─── Document extract ───
Community engagement problematic: The way in which communities engage in the planning process is currently extremely problematic. Planning consultation whether for Local Plans or specific projects is perfunctory, reaches only a small constituency, piecemeal and difficult to engage with. There is no attempt to collate the information from consultations into a body of knowledge on what the community think and want. The AHRC Community Consultation for Quality of Life project led by the University of Reading with support from the Quality of Life Foundation, which began in July 2021, aims to set out a blueprint for community consultation both face to face and digital in the four policy contexts of the UK. Working with the digital consultation platform Commonplace the team aim to deliver a map-based consultation platform that will enable communities to feed information into local social value maps on an ongoing basis. The maps can then be used to test public opinion on projects and developments and to promote digital democracy. Using technology to make consultation easy will free up important resources for the key task of widening participation.

It is worth noting that digital exclusion is an ill-defined concept that Greater Manchester Council are trying to pin down, again through the use of maps (Greater Manchester Council, 2021).

What can be done to improve the quality of new homes? How can the design and aesthetics of new homes be improved?

For a start there needs to be agreement on what is meant by ‘quality’. This was the subject of the CACHE report Design Value at Neighbourhood Scale which concluded that quality, in other words design value equates to the triple bottom line of sustainability, environmental, social and economic value (Serin et al., 2018). Project teams need to be tasked with the delivery of social, environmental value in a way that fits into local value plans.

At the Quality of Life Foundation, we would argue for some social sustainability component to be written into the planning proposals so that people’s long-term quality of life is taken into account. We have developed a Quality of Life Framework that identifies those factors that are important in securing people’s long-term quality of life (control, health, nature, wonder, movement, belonging) and would advocate for the use of just such a framework or set of criteria in pre-planning applications, something we are piloting at the moment.

Land valuation has direct implications on the quality of design as excessive expenditure on land based on the highest possible returns means that when those returns look like they won’t be delivered projects are value engineered back with major reductions in quality in the process. This can be seen in the Bridgend case study, and others, in our report Delivering Design Value(White et al., 2020). Two methods tend to be used for the valuation of development land based on the RICS Red Book (2020). With the residual valuation method Income minus Costs (including profit) equals the residual land value. This can be a barrier to delivering design value as it maximizes the sale price and therefore leaves little left over for design or any other social outcomes. In general, this creates a race to the bottom among developers.

The other more commonly used approach is discounted cash flow. Expenditure is set out on the programme plan meaning that it is possible to work out the net present cashflow value of a project at any stage. This is more accurate as it takes time into account, the time money is spent and the amount of interest that needs to be paid on borrowed money. It also facilitates the building in of other kinds of value (RICS, 2019, p.17), for example social value. Land valuation needs to become more evidence based and fluid to accommodate changes in the system. In particular it needs to take into account social and environmental as well as economic value. This should be more straightforward if a value map-based system became the norm.
─── Recorded data ───
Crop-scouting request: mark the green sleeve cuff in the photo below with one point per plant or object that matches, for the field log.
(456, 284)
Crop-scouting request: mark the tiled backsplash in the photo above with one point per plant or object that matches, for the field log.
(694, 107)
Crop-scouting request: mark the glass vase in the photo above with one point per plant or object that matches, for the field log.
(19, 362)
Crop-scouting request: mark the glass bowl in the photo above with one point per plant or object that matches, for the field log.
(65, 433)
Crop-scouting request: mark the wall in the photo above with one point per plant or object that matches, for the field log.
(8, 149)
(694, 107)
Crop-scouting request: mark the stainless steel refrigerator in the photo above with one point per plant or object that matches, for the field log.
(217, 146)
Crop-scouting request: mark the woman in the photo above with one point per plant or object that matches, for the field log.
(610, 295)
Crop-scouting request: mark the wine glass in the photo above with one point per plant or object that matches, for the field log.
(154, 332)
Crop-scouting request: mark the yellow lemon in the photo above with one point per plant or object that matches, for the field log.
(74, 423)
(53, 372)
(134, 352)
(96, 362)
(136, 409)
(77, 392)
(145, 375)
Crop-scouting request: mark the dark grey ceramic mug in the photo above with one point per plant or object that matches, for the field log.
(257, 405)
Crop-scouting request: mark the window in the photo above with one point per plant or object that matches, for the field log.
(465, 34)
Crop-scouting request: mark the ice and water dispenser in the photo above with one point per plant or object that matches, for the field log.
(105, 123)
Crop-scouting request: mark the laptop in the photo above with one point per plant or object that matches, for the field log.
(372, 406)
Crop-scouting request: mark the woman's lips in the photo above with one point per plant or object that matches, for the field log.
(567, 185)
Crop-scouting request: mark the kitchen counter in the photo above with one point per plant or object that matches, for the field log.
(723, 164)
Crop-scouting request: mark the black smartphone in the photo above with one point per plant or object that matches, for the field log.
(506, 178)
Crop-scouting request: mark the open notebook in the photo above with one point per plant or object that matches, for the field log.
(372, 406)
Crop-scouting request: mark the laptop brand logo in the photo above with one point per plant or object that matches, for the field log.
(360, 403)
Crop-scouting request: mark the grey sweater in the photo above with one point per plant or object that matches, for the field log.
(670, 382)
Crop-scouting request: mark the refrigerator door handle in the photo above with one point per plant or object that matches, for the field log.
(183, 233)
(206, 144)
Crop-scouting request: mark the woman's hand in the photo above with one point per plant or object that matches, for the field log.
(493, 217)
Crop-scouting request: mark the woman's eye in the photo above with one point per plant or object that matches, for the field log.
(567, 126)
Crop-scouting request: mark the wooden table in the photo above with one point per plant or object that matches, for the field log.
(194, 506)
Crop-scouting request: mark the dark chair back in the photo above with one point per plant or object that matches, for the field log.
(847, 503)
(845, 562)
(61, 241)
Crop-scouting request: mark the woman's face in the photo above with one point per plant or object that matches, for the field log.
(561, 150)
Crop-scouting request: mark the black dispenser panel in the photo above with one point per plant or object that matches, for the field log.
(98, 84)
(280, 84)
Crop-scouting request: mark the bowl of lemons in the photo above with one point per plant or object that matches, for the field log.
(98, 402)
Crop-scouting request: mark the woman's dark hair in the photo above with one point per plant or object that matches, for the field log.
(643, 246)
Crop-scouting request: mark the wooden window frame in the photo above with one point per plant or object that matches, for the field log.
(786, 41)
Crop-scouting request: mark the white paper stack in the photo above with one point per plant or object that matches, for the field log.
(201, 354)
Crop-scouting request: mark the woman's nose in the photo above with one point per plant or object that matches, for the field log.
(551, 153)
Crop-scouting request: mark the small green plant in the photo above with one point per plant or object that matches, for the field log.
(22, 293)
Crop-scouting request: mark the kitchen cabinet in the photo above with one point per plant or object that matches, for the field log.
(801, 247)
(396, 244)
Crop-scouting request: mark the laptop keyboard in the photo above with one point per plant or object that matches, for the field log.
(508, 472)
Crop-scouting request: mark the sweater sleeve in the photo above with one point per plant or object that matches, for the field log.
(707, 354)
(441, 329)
───
─── Recorded data ───
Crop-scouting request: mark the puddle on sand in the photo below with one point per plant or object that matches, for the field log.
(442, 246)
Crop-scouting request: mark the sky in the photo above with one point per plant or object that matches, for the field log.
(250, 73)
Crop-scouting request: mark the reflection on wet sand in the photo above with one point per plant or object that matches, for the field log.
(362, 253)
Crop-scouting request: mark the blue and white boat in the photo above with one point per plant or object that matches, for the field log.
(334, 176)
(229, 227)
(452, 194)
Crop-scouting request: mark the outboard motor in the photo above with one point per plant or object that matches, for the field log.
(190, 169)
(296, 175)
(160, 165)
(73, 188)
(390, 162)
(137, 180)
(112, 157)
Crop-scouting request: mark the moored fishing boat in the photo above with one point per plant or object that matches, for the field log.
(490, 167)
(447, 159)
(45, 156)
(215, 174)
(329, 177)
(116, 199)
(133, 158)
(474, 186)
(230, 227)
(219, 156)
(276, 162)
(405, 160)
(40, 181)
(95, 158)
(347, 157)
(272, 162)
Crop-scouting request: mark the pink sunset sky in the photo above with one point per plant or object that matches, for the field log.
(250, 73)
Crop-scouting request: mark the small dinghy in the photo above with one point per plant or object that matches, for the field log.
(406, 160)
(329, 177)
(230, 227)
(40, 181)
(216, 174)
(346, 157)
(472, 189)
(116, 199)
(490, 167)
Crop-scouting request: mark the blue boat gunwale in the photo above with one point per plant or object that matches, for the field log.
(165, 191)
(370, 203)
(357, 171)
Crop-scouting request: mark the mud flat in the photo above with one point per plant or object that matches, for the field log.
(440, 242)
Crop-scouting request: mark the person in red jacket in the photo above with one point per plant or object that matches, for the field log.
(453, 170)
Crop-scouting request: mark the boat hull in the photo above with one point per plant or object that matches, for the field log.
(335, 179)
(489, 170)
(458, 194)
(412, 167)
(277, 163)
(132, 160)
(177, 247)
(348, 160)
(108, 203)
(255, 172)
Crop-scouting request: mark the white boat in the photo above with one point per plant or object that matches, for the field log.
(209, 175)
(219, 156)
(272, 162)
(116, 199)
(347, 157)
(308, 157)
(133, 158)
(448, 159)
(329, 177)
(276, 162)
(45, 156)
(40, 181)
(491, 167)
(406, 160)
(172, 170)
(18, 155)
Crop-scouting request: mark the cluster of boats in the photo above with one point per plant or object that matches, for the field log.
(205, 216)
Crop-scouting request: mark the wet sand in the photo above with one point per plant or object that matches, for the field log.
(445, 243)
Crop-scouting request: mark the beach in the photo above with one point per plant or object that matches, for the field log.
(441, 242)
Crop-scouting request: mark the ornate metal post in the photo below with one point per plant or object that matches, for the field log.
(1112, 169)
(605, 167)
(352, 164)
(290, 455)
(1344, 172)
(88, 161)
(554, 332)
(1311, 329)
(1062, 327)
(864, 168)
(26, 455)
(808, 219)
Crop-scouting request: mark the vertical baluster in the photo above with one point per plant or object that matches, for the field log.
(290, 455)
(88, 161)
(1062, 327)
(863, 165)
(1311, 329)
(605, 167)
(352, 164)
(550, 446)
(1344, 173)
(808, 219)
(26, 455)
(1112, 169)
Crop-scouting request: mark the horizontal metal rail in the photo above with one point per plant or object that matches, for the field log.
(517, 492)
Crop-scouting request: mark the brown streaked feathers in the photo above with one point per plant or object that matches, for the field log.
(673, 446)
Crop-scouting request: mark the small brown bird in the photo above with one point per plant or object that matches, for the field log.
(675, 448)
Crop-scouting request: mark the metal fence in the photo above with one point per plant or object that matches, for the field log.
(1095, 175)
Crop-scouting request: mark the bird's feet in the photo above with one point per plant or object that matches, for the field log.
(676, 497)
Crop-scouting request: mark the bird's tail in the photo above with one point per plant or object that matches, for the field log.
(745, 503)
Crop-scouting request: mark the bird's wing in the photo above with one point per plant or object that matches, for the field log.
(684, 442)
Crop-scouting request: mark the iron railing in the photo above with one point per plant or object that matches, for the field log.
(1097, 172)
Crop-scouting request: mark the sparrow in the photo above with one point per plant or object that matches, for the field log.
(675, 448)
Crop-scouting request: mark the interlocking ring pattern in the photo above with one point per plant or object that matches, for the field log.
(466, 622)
───
─── Recorded data ───
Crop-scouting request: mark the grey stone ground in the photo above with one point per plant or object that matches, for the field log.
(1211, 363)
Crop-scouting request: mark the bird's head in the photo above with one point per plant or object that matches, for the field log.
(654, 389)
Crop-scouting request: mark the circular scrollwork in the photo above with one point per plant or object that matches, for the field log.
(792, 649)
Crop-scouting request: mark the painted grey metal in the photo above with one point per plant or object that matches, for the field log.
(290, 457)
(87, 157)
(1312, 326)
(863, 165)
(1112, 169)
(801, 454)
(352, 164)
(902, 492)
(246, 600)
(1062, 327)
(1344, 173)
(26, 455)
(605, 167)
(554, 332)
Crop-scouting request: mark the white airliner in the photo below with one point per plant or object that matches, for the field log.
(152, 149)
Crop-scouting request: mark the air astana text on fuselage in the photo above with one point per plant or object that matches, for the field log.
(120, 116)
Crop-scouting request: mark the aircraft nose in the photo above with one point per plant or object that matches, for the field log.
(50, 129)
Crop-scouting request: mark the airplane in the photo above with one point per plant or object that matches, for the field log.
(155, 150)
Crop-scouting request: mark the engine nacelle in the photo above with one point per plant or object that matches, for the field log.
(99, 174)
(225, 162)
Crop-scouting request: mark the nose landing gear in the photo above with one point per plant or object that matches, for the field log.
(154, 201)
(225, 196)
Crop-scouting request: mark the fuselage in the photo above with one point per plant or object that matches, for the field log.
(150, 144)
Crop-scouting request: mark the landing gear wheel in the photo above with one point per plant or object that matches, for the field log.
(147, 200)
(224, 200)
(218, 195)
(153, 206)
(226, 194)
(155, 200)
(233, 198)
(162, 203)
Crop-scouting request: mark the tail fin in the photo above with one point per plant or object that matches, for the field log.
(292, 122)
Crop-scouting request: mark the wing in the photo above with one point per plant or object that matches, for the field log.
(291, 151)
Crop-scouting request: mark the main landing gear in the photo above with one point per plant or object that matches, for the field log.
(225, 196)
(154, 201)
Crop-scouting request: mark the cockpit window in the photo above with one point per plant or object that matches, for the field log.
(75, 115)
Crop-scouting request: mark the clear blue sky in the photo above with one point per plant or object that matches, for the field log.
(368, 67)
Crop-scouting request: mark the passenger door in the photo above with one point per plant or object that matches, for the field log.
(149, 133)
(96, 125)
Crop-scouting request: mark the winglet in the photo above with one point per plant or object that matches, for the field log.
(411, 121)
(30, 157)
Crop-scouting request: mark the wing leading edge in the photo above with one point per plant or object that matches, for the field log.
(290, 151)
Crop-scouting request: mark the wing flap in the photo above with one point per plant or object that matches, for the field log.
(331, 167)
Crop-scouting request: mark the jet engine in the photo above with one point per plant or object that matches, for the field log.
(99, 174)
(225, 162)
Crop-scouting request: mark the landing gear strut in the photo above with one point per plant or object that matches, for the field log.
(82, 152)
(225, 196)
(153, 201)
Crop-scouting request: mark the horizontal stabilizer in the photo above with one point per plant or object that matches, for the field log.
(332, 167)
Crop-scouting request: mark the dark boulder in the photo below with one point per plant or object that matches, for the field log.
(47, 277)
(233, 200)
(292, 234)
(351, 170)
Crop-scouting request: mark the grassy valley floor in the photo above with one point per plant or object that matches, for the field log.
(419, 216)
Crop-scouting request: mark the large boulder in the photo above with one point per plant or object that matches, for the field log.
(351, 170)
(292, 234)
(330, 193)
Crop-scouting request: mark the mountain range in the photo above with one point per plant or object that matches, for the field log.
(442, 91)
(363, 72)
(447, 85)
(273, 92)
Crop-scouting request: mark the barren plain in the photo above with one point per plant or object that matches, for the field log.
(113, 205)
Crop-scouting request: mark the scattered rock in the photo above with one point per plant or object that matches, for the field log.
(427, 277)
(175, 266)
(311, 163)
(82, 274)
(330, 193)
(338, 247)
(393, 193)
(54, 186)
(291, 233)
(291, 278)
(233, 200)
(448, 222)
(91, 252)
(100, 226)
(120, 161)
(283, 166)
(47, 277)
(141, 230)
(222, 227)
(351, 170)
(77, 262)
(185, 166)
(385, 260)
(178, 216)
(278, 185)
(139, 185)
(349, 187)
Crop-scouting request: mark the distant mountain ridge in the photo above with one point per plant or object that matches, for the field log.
───
> _Jobs_
1. Transcribe the planning text from "What can be" to "local value plans.".
2. In the planning text, what factors does the Quality of Life Framework identify as important for people's long-term quality of life?
3. How might the planning text go on after its final sentence? Write the next passage.
The material has no connection to the planning text.

> _Per-task answers_
1.
What can be done to improve the quality of new homes? How can the design and aesthetics of new homes be improved?

For a start there needs to be agreement on what is meant by ‘quality’. This was the subject of the CACHE report Design Value at Neighbourhood Scale which concluded that quality, in other words design value equates to the triple bottom line of sustainability, environmental, social and economic value (Serin et al., 2018). Project teams need to be tasked with the delivery of social, environmental value in a way that fits into local value plans.

2. Control, health, nature, wonder, movement, and belonging.

3.
Few local authorities have design expertise so it is not surprising it is so low on the agenda (White et al., 2020). One way to improve the design and aesthetics of new homes would be to employ architects to design them as they are the most highly trained members of the project team and have a particular expertise in this area. Architects are marginal to the housing delivery process (White et al., 2020). With the advent of Design and Build Contracts they have lost their role as design champion. One way to improve the design and aesthetics of new homes would be a return to traditional building procurement in which the architect leads the team or even better to move to outcomes based procurement discussed above(Samuel, 2018).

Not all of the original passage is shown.